SHORT PROBLEM: Show each line in the records below that contains the string "light".

[start of ENTRIES]

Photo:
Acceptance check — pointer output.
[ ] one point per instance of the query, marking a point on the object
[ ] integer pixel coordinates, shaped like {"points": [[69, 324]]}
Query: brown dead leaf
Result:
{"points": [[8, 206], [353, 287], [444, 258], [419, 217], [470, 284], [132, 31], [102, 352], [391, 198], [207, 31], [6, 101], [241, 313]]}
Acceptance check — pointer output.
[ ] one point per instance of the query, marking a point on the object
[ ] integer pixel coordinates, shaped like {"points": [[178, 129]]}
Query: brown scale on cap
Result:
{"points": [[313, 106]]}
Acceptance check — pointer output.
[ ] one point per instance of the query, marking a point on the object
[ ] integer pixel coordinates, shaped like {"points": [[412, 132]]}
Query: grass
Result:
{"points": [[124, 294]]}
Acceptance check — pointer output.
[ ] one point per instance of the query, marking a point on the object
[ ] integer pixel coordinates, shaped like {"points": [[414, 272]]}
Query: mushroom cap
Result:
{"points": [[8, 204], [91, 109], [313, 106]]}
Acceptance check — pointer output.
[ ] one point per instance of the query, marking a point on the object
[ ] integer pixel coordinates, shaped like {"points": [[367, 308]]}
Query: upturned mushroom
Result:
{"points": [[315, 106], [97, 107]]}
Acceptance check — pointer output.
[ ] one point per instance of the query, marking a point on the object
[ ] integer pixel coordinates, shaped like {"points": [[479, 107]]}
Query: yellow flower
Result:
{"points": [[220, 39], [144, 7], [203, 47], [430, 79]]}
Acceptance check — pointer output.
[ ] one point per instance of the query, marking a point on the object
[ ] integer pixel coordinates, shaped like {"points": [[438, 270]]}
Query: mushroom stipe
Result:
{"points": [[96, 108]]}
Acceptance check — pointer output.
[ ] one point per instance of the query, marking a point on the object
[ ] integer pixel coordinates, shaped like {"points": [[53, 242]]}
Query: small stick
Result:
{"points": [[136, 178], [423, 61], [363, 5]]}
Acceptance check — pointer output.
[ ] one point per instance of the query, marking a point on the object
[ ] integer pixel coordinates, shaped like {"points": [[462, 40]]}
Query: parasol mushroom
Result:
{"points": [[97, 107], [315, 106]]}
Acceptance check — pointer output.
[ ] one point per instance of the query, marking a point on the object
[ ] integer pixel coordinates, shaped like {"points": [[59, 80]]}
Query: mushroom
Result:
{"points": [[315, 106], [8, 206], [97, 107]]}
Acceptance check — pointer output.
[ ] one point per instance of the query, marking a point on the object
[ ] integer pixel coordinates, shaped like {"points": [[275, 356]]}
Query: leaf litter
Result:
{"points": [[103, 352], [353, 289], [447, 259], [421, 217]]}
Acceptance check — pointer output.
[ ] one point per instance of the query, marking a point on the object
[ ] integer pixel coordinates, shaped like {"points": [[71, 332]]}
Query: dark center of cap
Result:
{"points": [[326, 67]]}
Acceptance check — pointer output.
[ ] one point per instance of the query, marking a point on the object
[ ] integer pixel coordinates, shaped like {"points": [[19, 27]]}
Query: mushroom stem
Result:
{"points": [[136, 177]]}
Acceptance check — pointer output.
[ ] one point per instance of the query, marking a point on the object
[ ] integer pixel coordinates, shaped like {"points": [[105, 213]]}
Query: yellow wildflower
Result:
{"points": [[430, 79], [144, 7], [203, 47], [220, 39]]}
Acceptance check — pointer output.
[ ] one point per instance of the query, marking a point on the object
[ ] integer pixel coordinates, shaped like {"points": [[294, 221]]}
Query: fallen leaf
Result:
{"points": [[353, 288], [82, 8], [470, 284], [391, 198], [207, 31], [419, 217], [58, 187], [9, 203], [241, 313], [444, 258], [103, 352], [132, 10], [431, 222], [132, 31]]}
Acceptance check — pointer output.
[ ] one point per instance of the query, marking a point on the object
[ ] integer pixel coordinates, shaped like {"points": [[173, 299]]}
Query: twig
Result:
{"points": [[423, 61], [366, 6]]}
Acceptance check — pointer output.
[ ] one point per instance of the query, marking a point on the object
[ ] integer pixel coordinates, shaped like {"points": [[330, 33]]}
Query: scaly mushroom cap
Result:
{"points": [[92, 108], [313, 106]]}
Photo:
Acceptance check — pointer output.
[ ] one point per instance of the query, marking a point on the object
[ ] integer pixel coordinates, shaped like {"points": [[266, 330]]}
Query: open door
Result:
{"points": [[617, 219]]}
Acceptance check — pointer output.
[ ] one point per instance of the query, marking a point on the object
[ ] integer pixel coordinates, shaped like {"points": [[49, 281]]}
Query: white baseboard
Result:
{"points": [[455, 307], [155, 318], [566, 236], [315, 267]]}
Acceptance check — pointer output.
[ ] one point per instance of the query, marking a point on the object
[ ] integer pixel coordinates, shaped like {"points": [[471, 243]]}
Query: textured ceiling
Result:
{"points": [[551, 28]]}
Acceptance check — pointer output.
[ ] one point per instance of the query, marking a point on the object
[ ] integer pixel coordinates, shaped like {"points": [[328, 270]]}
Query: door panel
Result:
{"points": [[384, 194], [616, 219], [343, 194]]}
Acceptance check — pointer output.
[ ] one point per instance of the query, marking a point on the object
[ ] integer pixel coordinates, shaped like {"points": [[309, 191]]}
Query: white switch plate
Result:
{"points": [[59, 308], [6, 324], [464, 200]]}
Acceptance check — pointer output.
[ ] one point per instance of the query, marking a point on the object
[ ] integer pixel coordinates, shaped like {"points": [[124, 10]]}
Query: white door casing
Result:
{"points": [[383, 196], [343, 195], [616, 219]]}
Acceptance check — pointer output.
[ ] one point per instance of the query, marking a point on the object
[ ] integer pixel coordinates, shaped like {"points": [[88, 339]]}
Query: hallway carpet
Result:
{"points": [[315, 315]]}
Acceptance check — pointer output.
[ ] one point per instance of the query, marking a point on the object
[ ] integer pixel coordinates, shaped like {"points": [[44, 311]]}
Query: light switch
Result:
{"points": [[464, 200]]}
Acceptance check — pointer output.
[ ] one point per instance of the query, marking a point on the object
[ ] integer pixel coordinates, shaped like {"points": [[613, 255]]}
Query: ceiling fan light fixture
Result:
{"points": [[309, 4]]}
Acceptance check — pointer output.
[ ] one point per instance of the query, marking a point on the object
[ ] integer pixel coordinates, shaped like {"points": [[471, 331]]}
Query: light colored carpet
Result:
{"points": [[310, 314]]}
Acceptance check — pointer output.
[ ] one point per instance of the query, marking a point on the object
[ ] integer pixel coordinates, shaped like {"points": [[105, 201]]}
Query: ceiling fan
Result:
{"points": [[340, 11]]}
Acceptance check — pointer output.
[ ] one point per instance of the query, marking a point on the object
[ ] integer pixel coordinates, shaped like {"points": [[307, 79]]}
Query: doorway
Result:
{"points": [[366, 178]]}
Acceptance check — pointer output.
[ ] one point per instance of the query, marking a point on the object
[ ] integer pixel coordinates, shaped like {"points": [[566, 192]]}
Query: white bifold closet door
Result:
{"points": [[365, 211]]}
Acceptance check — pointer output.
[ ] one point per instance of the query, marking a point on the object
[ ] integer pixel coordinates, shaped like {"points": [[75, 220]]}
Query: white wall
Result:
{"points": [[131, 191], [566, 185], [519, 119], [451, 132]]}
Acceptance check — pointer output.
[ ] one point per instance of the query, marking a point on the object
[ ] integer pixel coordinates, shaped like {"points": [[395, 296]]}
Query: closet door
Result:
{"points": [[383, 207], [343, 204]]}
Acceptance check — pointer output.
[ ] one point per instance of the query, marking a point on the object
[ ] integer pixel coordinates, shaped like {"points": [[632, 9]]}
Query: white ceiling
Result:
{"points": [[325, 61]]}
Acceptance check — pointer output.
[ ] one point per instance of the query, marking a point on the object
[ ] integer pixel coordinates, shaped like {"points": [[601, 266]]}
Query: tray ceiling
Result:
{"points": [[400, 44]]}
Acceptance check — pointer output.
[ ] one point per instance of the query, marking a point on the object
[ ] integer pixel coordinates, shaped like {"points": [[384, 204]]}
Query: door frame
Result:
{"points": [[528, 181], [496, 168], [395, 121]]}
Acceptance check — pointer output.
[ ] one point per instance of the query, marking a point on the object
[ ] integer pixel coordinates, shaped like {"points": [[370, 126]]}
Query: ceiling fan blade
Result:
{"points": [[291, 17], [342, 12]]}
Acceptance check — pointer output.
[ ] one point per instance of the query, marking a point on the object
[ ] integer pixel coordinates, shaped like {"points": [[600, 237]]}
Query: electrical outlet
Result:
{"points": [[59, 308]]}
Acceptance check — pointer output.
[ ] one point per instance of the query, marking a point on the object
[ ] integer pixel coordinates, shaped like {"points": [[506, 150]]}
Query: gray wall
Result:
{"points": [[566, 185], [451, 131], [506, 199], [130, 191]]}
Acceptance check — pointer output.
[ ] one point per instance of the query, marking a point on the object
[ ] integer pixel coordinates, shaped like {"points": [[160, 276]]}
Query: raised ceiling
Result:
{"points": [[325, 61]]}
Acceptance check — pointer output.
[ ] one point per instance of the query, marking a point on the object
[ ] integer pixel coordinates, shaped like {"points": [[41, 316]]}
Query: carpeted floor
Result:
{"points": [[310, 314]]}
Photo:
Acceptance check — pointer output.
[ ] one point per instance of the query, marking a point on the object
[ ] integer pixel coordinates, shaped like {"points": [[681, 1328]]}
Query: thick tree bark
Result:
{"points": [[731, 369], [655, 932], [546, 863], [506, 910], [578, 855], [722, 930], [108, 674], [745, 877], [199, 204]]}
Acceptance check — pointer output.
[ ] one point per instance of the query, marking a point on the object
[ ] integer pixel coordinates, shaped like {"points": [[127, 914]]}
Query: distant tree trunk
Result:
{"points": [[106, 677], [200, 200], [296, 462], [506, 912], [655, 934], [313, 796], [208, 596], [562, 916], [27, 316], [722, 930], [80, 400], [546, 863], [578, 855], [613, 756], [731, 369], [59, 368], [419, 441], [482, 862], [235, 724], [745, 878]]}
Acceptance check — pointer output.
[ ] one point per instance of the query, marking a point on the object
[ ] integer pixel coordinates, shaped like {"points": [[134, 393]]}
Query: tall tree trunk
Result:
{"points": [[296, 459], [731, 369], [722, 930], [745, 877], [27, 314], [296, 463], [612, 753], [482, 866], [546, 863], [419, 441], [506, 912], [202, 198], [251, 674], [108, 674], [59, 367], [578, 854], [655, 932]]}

[end of ENTRIES]

REPLY:
Query: light switch
Query: ceiling fan light fixture
Query: light colored carpet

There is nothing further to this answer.